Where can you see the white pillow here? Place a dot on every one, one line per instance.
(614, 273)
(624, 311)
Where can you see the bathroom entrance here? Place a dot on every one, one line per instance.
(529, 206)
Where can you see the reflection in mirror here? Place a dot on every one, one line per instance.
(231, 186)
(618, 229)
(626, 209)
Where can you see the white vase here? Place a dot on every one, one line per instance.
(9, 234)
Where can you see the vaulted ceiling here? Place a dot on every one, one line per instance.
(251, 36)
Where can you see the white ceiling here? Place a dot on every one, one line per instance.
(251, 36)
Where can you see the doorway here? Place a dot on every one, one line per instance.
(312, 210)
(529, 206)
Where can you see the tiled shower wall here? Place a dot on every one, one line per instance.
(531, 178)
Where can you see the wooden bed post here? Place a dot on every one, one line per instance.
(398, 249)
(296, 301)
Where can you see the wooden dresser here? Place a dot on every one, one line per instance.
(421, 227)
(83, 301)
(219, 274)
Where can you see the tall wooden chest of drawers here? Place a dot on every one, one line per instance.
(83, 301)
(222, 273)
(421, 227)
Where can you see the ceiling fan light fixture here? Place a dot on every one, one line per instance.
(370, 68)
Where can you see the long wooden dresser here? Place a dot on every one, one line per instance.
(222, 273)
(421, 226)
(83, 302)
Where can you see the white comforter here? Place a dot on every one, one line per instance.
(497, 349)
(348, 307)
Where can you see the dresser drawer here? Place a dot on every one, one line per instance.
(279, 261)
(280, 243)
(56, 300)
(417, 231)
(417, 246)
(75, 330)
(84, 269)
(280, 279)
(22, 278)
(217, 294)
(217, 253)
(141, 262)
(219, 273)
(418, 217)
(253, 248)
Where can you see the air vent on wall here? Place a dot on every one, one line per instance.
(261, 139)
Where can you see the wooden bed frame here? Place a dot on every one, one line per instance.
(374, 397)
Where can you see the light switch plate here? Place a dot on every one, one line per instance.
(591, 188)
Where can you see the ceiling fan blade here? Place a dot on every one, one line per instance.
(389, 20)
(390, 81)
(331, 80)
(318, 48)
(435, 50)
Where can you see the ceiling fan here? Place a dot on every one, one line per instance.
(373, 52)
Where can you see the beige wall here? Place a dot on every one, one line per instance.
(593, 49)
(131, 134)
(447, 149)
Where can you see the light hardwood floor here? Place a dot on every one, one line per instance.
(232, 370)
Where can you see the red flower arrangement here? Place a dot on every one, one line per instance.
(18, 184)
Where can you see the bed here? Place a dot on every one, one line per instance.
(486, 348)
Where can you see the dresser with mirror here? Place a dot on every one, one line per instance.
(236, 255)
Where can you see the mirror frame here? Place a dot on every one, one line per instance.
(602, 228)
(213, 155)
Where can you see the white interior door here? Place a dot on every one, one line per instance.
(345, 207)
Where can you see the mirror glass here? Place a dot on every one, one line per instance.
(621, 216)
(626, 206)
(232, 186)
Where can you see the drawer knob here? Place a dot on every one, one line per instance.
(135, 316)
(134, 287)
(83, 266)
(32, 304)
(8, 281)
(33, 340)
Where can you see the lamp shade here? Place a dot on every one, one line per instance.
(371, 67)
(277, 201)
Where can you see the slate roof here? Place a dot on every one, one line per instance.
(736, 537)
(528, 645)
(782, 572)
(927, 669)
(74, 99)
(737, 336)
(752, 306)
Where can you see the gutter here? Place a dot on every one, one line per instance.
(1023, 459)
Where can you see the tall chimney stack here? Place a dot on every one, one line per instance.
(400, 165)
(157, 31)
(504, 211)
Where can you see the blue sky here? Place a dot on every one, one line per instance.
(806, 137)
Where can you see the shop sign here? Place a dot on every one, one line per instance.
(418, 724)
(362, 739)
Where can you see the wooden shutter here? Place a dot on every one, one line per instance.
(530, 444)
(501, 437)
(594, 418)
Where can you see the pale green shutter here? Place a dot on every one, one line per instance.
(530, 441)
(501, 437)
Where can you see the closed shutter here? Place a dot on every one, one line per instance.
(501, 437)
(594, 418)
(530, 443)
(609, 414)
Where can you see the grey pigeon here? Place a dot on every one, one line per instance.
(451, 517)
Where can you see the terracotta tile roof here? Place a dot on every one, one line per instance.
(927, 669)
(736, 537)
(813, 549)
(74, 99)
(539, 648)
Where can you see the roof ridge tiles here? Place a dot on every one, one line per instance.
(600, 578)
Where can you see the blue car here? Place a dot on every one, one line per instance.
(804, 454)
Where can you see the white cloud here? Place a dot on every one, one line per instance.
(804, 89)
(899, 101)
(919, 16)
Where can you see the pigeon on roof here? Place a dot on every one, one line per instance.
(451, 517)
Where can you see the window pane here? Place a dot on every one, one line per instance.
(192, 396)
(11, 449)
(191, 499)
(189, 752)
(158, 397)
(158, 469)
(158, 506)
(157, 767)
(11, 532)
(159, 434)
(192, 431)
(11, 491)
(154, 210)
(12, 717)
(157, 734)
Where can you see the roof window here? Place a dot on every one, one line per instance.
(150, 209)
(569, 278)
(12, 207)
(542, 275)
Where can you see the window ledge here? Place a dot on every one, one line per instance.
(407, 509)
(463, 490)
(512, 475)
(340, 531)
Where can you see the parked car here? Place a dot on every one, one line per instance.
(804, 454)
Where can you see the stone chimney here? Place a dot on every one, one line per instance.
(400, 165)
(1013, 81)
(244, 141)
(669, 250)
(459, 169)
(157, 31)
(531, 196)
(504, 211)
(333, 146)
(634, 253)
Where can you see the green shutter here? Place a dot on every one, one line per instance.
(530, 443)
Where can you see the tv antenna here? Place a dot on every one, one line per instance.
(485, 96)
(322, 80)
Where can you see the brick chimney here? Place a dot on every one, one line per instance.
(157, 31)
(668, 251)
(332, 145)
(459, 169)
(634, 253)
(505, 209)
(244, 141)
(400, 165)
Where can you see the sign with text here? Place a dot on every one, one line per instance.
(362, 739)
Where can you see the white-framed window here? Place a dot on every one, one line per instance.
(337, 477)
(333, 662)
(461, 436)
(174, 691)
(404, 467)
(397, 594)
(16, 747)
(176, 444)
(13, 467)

-*-

## Problem:
Lay out the material above as a two-column CSV with the header row text,answer. Give one row for every line that begins "Where can you see" (that line in the text column, the coordinate lines beneath it in the answer column), enclosing each field in double quotes and replacing line breaks with spaces.

## Final result:
text,answer
"Where can you see the white pillow here? Place a dot on every one, one line per instance.","(614, 273) (624, 311)"
"Where can you see the bathroom entrance here? Place a dot on every one, one line per instance.","(529, 206)"
"Where can you see the reflection in mirror here? Place a dot on every one, one line per instance.","(231, 186) (618, 229) (626, 209)"
"Where can you see the white vase here? Place a dot on every one, one line per instance.","(9, 234)"
"Where can you see the vaulted ceiling here? Place a dot on every one, one line per instance.","(251, 36)"
"Where can you see the white ceiling here? Place a dot on every one, one line per instance.","(251, 36)"
"Where can you see the doorway here? Place a dot on every one, one line per instance.","(312, 210) (529, 206)"
"Where can you see the tiled shower wall here? Place a dot on every one, one line per instance.","(531, 178)"
"Where can you see the wooden bed post here? Place a dot on every one, one line per instance.","(398, 249) (296, 301)"
"Where can you see the wooden dresser here? Place a dot on every one, one line per instance.","(421, 227) (83, 301) (219, 274)"
"Where can you see the tall wooden chest of drawers here? Place a dot on every one, one line per instance.","(83, 301) (222, 273) (421, 227)"
"Where can you see the ceiling fan light fixture here? Place a dot on every one, one line per instance.","(370, 68)"
"Where can you see the long wooden dresser here? Place a dot on every one, one line per instance.","(222, 273) (421, 226) (83, 302)"
"Where can you see the white comforter here? Place a dot on every one, one line per instance.","(497, 349) (348, 307)"
"Where can you see the dresser drawer here? Place a dot on every one, one line per instance.","(279, 261) (280, 243) (56, 300) (417, 231) (417, 246) (75, 330) (84, 269) (280, 279) (22, 278) (217, 294) (217, 253) (141, 262) (219, 273) (418, 217) (253, 248)"
"Where can you see the air vent on wall here? Place a dot on every one, one line per instance.","(261, 139)"
"Where can you see the wooden bed frame here? Place a dot on every one, one line per instance.","(374, 397)"
"Where can you see the light switch plate here? Place a dot on every one, one line per instance.","(591, 188)"
"Where can you see the ceiling fan blade here? Place a dot on every one, one line per instance.","(389, 20) (390, 81) (331, 80) (318, 48) (435, 50)"
"Where can you see the ceiling fan here? Place a dot on every one, one line per instance.","(373, 52)"
"Where can you see the beige wall here? Place a dot on every one, one line per instance.","(593, 49) (131, 134) (447, 149)"
"Where can you see the light hardwood floor here? Place a dot on every one, one line per instance.","(232, 370)"
"Where can you see the red flower arrangement here? Place a dot on every one, one line per instance.","(18, 184)"
"Where can you see the bed here? Place a dot on every one, one line per instance.","(486, 348)"
"Where can you see the dresser with mirror here? Place a dot on every one, one line per instance.","(236, 255)"
"Where can you see the mirror frame here? Place a dot on every one, one line per instance.","(602, 228) (213, 155)"
"Where can you see the white interior door here? Place a dot on every one, one line per instance.","(345, 207)"
"Where can you see the mirror glass here? Place a dot on every one, one line per instance.","(621, 216) (626, 206) (232, 186)"
"Where can you see the drawer knob here? Place a dot on every one, one line per instance.","(135, 316) (134, 287) (83, 266) (32, 304) (8, 281) (33, 340)"
"Where can you see the lamp shade here? Place a dot on every one, one line per instance.","(371, 67) (277, 201)"
"Where can you see the slate roof here? Place a dot on every one, one line per instance.","(736, 537) (528, 645) (782, 572) (927, 669) (74, 99) (737, 336) (752, 306)"
"Where can you see the gutter here? Place a dot on every one, one line per instance.","(1023, 459)"
"Where can you see the tall chimney stack here? Place a dot on every one, one line per instance.","(400, 165) (157, 31) (504, 211)"
"Where can you see the blue sky here? Place a dot on every one, one line per instance.","(806, 137)"
"Where can you see the shop sign here? Place a dot on every one, one line per instance.","(418, 724) (362, 739)"
"Where can you see the wooden shutter here? Place a dot on every one, one line per instance.","(530, 444) (501, 437) (594, 418)"
"Where can you see the pale green shutter here? Place a dot on every one, one line per instance.","(530, 441) (501, 437)"
"Where can you see the closed shutter here? Place a dot on every one, one line per instance.","(501, 437) (594, 418) (530, 443) (609, 414)"
"Where can you see the grey pigeon here? Place a dot on every one, one line per instance.","(451, 517)"
"Where can you see the terracotta tile roof here? Place a dot on every one, one line per instance.","(927, 669) (736, 537) (813, 549) (74, 99) (539, 648)"
"Where can you see the roof ridge tiles here? Place a dot on every one, one line per instance.","(600, 578)"
"Where can you see the blue car here? Place a dot on every one, one line per instance.","(804, 454)"
"Where can you see the white cloud here? Place a dot on every one, one line per instance.","(804, 89) (899, 101) (919, 16)"
"Where can you see the pigeon on roof here? Place a dot on every one, one line per instance.","(451, 517)"
"Where can you see the window pane here? Place a dot on every one, one line per instance.","(192, 396) (11, 449) (191, 499) (189, 752) (158, 397) (158, 469) (158, 506) (157, 767) (11, 532) (159, 434) (192, 431) (11, 491) (154, 210) (12, 717) (157, 734)"
"Where can you see the roof window here? Place a dot on every one, one line per instance.","(150, 209) (569, 278) (12, 207) (542, 275)"
"Where can you see the window ledge here? Place a dot on every one, one line per instance.","(407, 509) (463, 490) (512, 475) (340, 531)"
"Where can you see the parked car here? Place a dot on every one, one line per instance.","(804, 454)"
"Where can you see the stone chimney here? Place a dot on every one, one line per instance.","(400, 165) (1013, 81) (244, 141) (669, 250) (459, 169) (157, 31) (531, 196) (504, 211) (333, 146) (634, 253)"
"Where can you see the green shutter here? Place a dot on every one, one line per instance.","(530, 443)"
"Where can you see the tv antenna here? Place a dot on every one, one line per instance.","(485, 96) (322, 80)"
"Where can you see the brick chimney here? Place a dot on every one, one line per instance.","(157, 31) (668, 251) (332, 145) (459, 169) (634, 253) (505, 209) (244, 141) (400, 165)"
"Where can you see the sign with text here? Place a dot on every one, one line per instance.","(362, 739)"
"Where can you see the white-framed window here? Place a dot on every one, one line per instance.","(337, 477) (333, 662) (461, 436) (174, 691) (404, 467) (397, 594) (16, 747) (176, 444) (13, 467)"